AIM
Reproduce each of the records below word for word, leaving the pictures out of your copy.

____ SUPPLIED INFORMATION

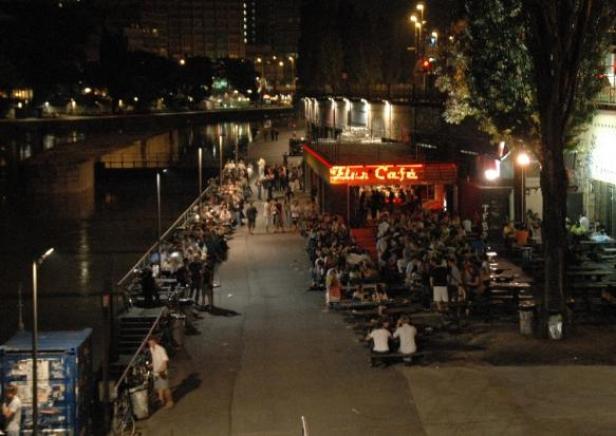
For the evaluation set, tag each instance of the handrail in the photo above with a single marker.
(304, 426)
(163, 236)
(137, 353)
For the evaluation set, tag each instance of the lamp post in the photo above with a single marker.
(334, 113)
(158, 209)
(220, 147)
(523, 161)
(200, 163)
(35, 266)
(292, 62)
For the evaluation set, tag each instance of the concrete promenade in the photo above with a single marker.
(282, 358)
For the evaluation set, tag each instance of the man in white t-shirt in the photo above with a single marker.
(406, 333)
(380, 339)
(160, 368)
(11, 409)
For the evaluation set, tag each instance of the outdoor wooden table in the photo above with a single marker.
(593, 274)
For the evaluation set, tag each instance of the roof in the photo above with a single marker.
(353, 153)
(58, 340)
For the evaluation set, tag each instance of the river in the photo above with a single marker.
(99, 234)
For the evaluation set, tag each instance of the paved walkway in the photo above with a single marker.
(283, 358)
(258, 373)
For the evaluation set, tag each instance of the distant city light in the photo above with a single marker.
(491, 174)
(523, 159)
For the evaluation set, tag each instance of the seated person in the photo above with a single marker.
(406, 333)
(380, 339)
(380, 295)
(360, 294)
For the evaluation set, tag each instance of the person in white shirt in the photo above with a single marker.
(406, 333)
(380, 339)
(11, 410)
(585, 223)
(160, 368)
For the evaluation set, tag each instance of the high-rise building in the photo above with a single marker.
(272, 26)
(189, 28)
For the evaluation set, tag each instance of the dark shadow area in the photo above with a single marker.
(190, 383)
(219, 311)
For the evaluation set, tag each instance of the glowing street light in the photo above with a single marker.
(523, 160)
(38, 262)
(491, 174)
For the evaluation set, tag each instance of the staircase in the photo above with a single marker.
(133, 330)
(366, 239)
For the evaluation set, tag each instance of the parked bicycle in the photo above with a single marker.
(123, 423)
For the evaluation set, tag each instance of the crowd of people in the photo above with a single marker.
(436, 258)
(433, 253)
(344, 270)
(191, 254)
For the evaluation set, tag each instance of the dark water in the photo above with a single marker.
(97, 235)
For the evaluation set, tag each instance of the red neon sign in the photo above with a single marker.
(366, 174)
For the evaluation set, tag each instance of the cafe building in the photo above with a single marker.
(337, 173)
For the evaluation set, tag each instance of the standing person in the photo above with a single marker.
(278, 216)
(333, 285)
(406, 334)
(208, 282)
(11, 411)
(251, 215)
(268, 213)
(438, 281)
(454, 281)
(259, 187)
(196, 279)
(295, 215)
(149, 288)
(160, 368)
(380, 339)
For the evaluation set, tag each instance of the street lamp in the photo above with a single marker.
(220, 146)
(334, 111)
(158, 203)
(292, 61)
(35, 266)
(523, 160)
(420, 7)
(389, 106)
(200, 163)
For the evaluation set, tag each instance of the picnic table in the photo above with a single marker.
(596, 274)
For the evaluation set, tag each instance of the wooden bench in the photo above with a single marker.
(394, 357)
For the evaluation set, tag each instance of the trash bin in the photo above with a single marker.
(178, 325)
(139, 401)
(555, 326)
(527, 318)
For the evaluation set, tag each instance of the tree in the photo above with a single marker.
(528, 69)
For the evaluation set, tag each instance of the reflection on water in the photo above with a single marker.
(178, 147)
(98, 233)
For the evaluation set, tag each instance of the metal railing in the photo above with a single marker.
(607, 96)
(181, 220)
(121, 384)
(133, 359)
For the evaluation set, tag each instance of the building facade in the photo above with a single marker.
(190, 28)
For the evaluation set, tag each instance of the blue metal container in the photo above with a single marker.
(64, 379)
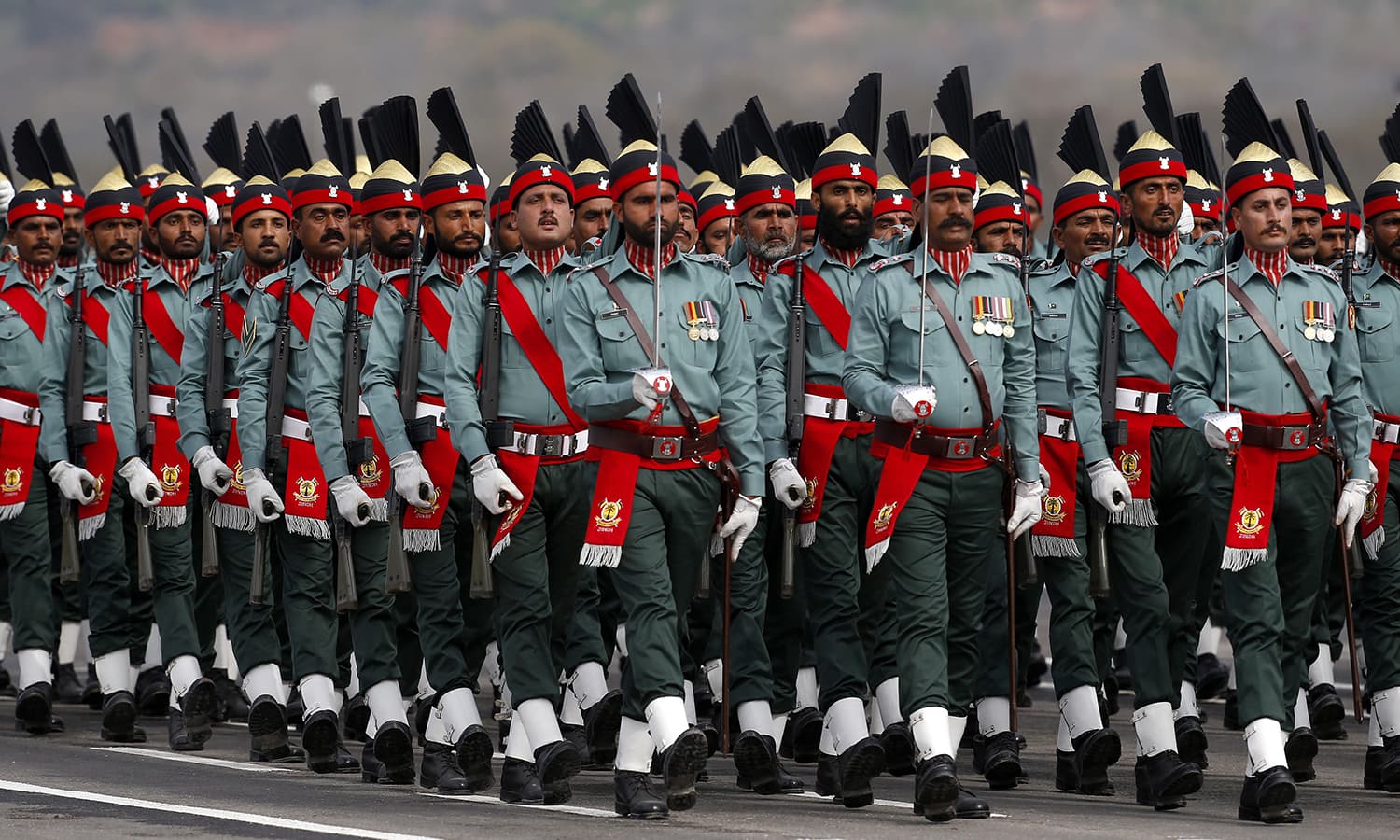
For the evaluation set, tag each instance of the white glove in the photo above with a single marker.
(352, 501)
(789, 484)
(489, 482)
(142, 483)
(75, 483)
(260, 496)
(913, 403)
(1108, 486)
(1350, 507)
(411, 478)
(741, 523)
(213, 473)
(1027, 509)
(1224, 430)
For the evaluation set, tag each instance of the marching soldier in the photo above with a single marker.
(1270, 490)
(456, 758)
(660, 409)
(938, 501)
(35, 217)
(1150, 478)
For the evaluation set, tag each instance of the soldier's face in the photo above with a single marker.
(948, 217)
(1383, 232)
(1000, 237)
(1265, 217)
(181, 232)
(265, 238)
(115, 240)
(638, 213)
(459, 227)
(394, 231)
(770, 231)
(1307, 226)
(1085, 232)
(543, 216)
(322, 230)
(72, 231)
(36, 240)
(1155, 204)
(591, 220)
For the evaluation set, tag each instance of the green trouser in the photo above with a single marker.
(668, 537)
(251, 627)
(1270, 604)
(834, 570)
(445, 637)
(945, 542)
(24, 548)
(1378, 607)
(108, 579)
(537, 579)
(1154, 571)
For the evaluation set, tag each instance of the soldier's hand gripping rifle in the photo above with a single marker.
(276, 411)
(80, 433)
(218, 419)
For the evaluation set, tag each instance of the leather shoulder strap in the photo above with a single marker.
(647, 346)
(1284, 353)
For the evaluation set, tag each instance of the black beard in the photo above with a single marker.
(829, 227)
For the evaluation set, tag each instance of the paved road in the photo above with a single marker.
(76, 786)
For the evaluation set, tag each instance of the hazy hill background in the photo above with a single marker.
(1033, 59)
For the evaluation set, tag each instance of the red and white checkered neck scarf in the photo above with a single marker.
(1270, 265)
(847, 258)
(115, 274)
(325, 269)
(644, 259)
(455, 268)
(954, 262)
(1162, 249)
(545, 260)
(36, 274)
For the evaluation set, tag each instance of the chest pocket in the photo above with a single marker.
(1377, 344)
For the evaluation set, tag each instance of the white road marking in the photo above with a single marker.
(243, 817)
(188, 759)
(574, 809)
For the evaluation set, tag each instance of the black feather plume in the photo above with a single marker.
(954, 104)
(1081, 146)
(447, 119)
(627, 109)
(28, 154)
(1125, 139)
(1156, 104)
(532, 134)
(258, 156)
(862, 111)
(1245, 119)
(221, 143)
(694, 147)
(397, 128)
(761, 131)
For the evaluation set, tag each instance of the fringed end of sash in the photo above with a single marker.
(308, 526)
(167, 517)
(422, 539)
(232, 517)
(875, 553)
(1374, 540)
(1053, 546)
(89, 526)
(605, 556)
(1242, 559)
(1139, 512)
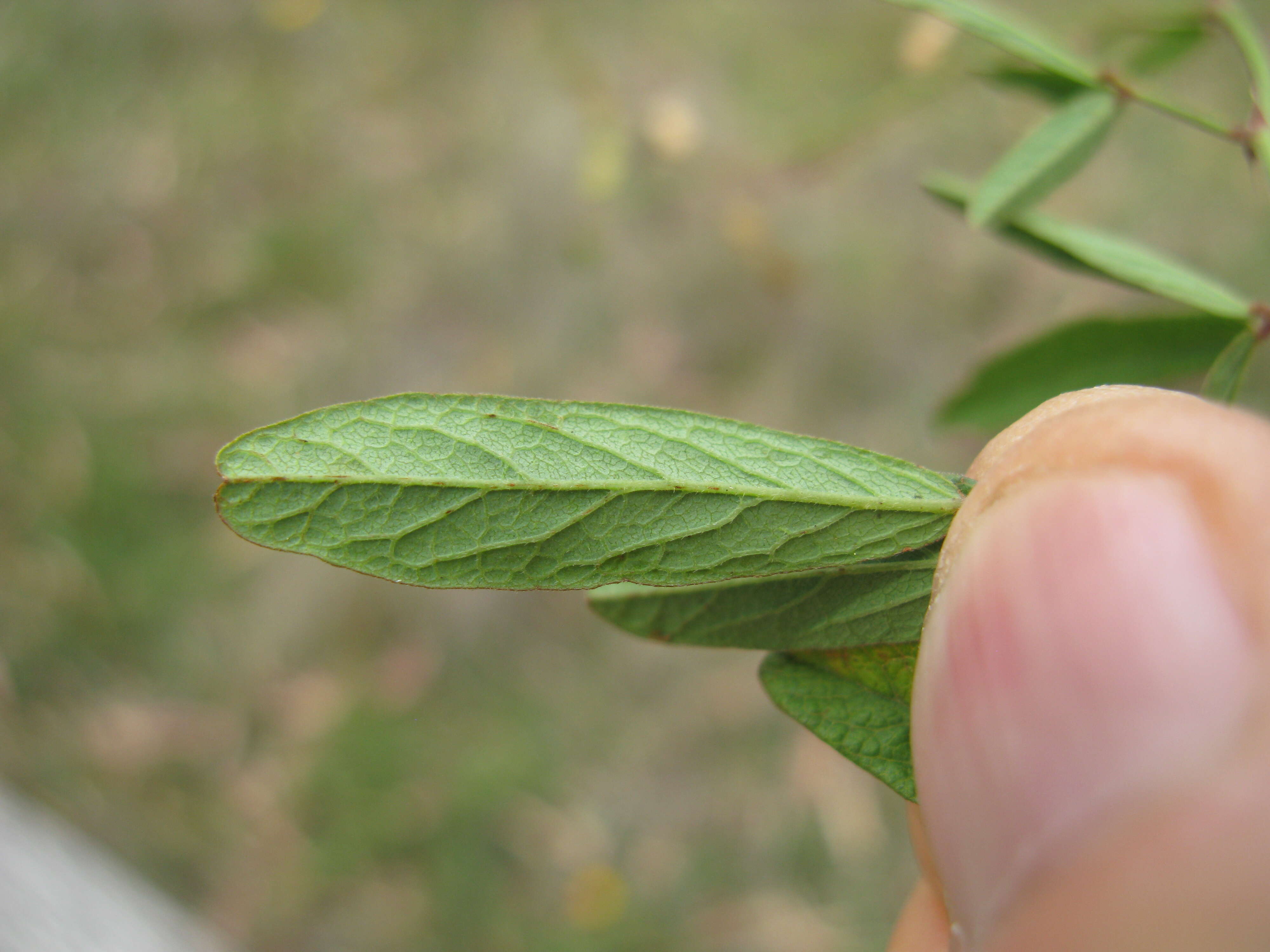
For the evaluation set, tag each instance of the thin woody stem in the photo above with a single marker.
(1247, 37)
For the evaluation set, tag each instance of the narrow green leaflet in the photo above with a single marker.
(1151, 351)
(1226, 378)
(1248, 37)
(857, 701)
(956, 194)
(1047, 86)
(869, 604)
(1165, 46)
(1047, 158)
(1005, 34)
(1107, 256)
(482, 492)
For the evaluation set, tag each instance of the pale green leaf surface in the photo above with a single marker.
(885, 670)
(482, 492)
(1150, 351)
(871, 604)
(1226, 378)
(1106, 256)
(1047, 158)
(1006, 34)
(956, 192)
(868, 727)
(1043, 84)
(1168, 45)
(1248, 37)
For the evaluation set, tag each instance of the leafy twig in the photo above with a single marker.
(1244, 32)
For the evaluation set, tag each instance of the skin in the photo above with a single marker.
(1179, 865)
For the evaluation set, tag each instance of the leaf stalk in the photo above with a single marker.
(1236, 22)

________

THE OUTPUT
For the evaluation set, tag each instance of the handrail in the photo above with a single marker.
(304, 426)
(163, 236)
(137, 353)
For the evaluation set, tag each instance of the lamp post in the photo above with a single marker.
(334, 113)
(158, 209)
(220, 147)
(523, 161)
(200, 163)
(35, 266)
(292, 62)
For the evaluation set, tag each instance of the concrete promenade in the photo above with a single marker.
(282, 358)
For the evaluation set, tag each instance of the man in white t-shirt in the photo above with a single marker.
(406, 333)
(380, 339)
(160, 368)
(11, 409)
For the evaluation set, tag each instance of the outdoor wooden table in the photo above with a single marker.
(593, 274)
For the evaluation set, tag each instance of the roof in the photo above with a single marker.
(353, 153)
(58, 340)
For the evaluation set, tag each instance of the river in the photo above with a single marker.
(99, 234)
For the evaluation set, tag each instance of the paved walkway in the photo above with a single marker.
(283, 358)
(258, 373)
For the evaluation set, tag each instance of the distant city light in the photo above with a single marker.
(491, 174)
(523, 159)
For the evaluation set, tag each instance of the seated person in the photo above with a single marker.
(406, 333)
(380, 339)
(380, 295)
(360, 294)
For the evaluation set, tag each instance of the person in white shirt in the photo above with a single marker.
(406, 333)
(380, 339)
(11, 410)
(585, 223)
(160, 368)
For the evaluation set, tag each instance of the high-rise building in the photo above with a single marker.
(272, 26)
(189, 28)
For the evaluation set, tag each instance of the dark shadow area in the photo above with a single marker.
(190, 383)
(219, 311)
For the evaluation set, tag each instance of the glowing street light in the photo above with a single marker.
(523, 160)
(38, 262)
(491, 174)
For the evaluation set, tag each instance of the staircase in the photo above with a single marker.
(133, 330)
(366, 239)
For the evaluation set, tag each instance of the parked bicycle in the photo above with a single marker.
(123, 423)
For the evaluation set, tag each instance of the crowd of people in the photo above with a single marker.
(436, 258)
(433, 253)
(344, 270)
(191, 254)
For the evaluation set, tag each instance of the dark water in the photo above with a single marker.
(97, 235)
For the evaluation set, tag each instance of the red neon sign in the photo above with a single marker.
(366, 174)
For the evaluation set, tag each instance of the cafe building in the photo above with a single marker.
(337, 173)
For the evaluation set, tag each instance of the standing person in the photo above with a single marker.
(278, 216)
(333, 285)
(406, 334)
(208, 282)
(11, 411)
(251, 215)
(268, 213)
(438, 281)
(454, 281)
(259, 187)
(196, 279)
(295, 215)
(149, 288)
(160, 368)
(380, 339)
For the evaluation set, tag each instance of the street lamp in the photo above with a single marker.
(220, 146)
(334, 111)
(158, 203)
(292, 61)
(35, 266)
(523, 160)
(420, 7)
(389, 106)
(200, 163)
For the evaluation set, tag each instance of the picnic table in the photo above with a single marker.
(596, 274)
For the evaluation set, tag each instance of the wooden bench in the photo above with a single marker.
(394, 357)
For the evaluation set, tag each instance of the trash bin in the photo above with a single marker.
(178, 325)
(139, 401)
(555, 326)
(527, 318)
For the evaluation set, tag each instance of the tree in the photo above with a single marker.
(528, 69)
For the evaluation set, tag each instance of the reflection on water in the photo above with a single marker.
(178, 147)
(98, 233)
For the evaluation set, tag each instance of the metal railing in the photo above with a single marker.
(607, 96)
(181, 220)
(121, 384)
(133, 359)
For the evaluation set, tag each instance of the building facade in the photo above with a single marker.
(190, 28)
For the evaluation set, tag each instance of the blue metal container in the photo above with a single marker.
(64, 379)
For the evaluation set, tag each instance of the white glove in the photo above with a single marker.
(352, 501)
(789, 484)
(489, 482)
(142, 483)
(75, 483)
(260, 496)
(913, 403)
(1108, 486)
(1350, 507)
(411, 478)
(741, 523)
(213, 473)
(1027, 509)
(1224, 430)
For the evaluation set, tag each instance of the marching soldier in the photo above with a single marker.
(1270, 490)
(456, 758)
(660, 409)
(938, 501)
(35, 217)
(1150, 478)
For the evaluation set, tag each instance of the soldier's face in the photo above with a single marker.
(948, 217)
(1383, 232)
(1000, 237)
(1265, 217)
(181, 232)
(265, 238)
(115, 240)
(638, 213)
(459, 227)
(394, 231)
(770, 231)
(1307, 226)
(1085, 232)
(543, 216)
(322, 230)
(72, 231)
(36, 240)
(1155, 204)
(591, 220)
For the evaluation set, tag each instance of the green trouser in the photo above with a single marker.
(668, 537)
(251, 627)
(1270, 604)
(834, 570)
(445, 637)
(945, 542)
(24, 548)
(1378, 607)
(108, 579)
(537, 579)
(1154, 571)
For the evaluation set, tag each instance of the soldier's hand gripping rifle in the photo above with a single marker.
(276, 411)
(80, 433)
(218, 419)
For the evaluation set, tag each instance of the leather shoulder strap in the photo above with a single marker.
(647, 346)
(1284, 353)
For the evaluation set, tag each instance of the black beard in the photo above with a single marker.
(829, 227)
For the evaluation set, tag each instance of the paved road in the photo above with a single marker.
(76, 786)
For the evaluation set, tag each instance of the hazy hill background in the photo above with a single marker.
(1033, 59)
For the evaluation set, tag each instance of the red and white checkered neck scarf in the photo above with a single marker.
(1270, 265)
(847, 258)
(115, 274)
(325, 269)
(644, 259)
(455, 268)
(954, 262)
(1162, 249)
(545, 260)
(36, 274)
For the evaluation set, tag each instance of the chest pocket in the photo above with a single marker.
(1377, 344)
For the evaluation set, tag each instance of the white road marking in the photo above with a single marker.
(243, 817)
(188, 759)
(574, 809)
For the evaluation set, tag each instance of the black feather plume in the photo above with a single marker.
(954, 104)
(1081, 146)
(447, 119)
(627, 109)
(28, 154)
(1125, 139)
(1156, 104)
(532, 134)
(258, 156)
(862, 111)
(1245, 119)
(221, 143)
(694, 147)
(397, 128)
(761, 131)
For the evaluation set, tag each instance of the fringed end of sash in the photo above with a single marker.
(308, 526)
(167, 517)
(422, 539)
(232, 517)
(875, 553)
(1374, 540)
(1053, 546)
(89, 526)
(605, 556)
(1242, 559)
(1139, 512)
For the evaluation set, tag each instance of the thin woody stem in the photo above with a single marker.
(1247, 37)
For the evaluation set, tag each instance of the narrow green leaflet in the photo above with a single marker.
(1151, 351)
(1226, 378)
(1248, 37)
(857, 701)
(956, 194)
(1047, 86)
(869, 604)
(1165, 46)
(1047, 158)
(1005, 34)
(1107, 256)
(482, 492)
For the evaluation set, tag each instance of the pale green leaf surface in the photo above with a single marker.
(885, 670)
(482, 492)
(1150, 351)
(871, 604)
(1226, 378)
(1106, 256)
(1047, 158)
(1006, 34)
(956, 192)
(868, 727)
(1043, 84)
(1168, 45)
(1248, 37)
For the evaluation set, tag each instance of the leafy twig in the photo above with a single marker.
(1244, 32)
For the evaluation set, tag each instance of the skin in the photo above with a single marker.
(1179, 865)
For the evaluation set, tag each instance of the leaf stalk in the photo above with a single marker.
(1236, 22)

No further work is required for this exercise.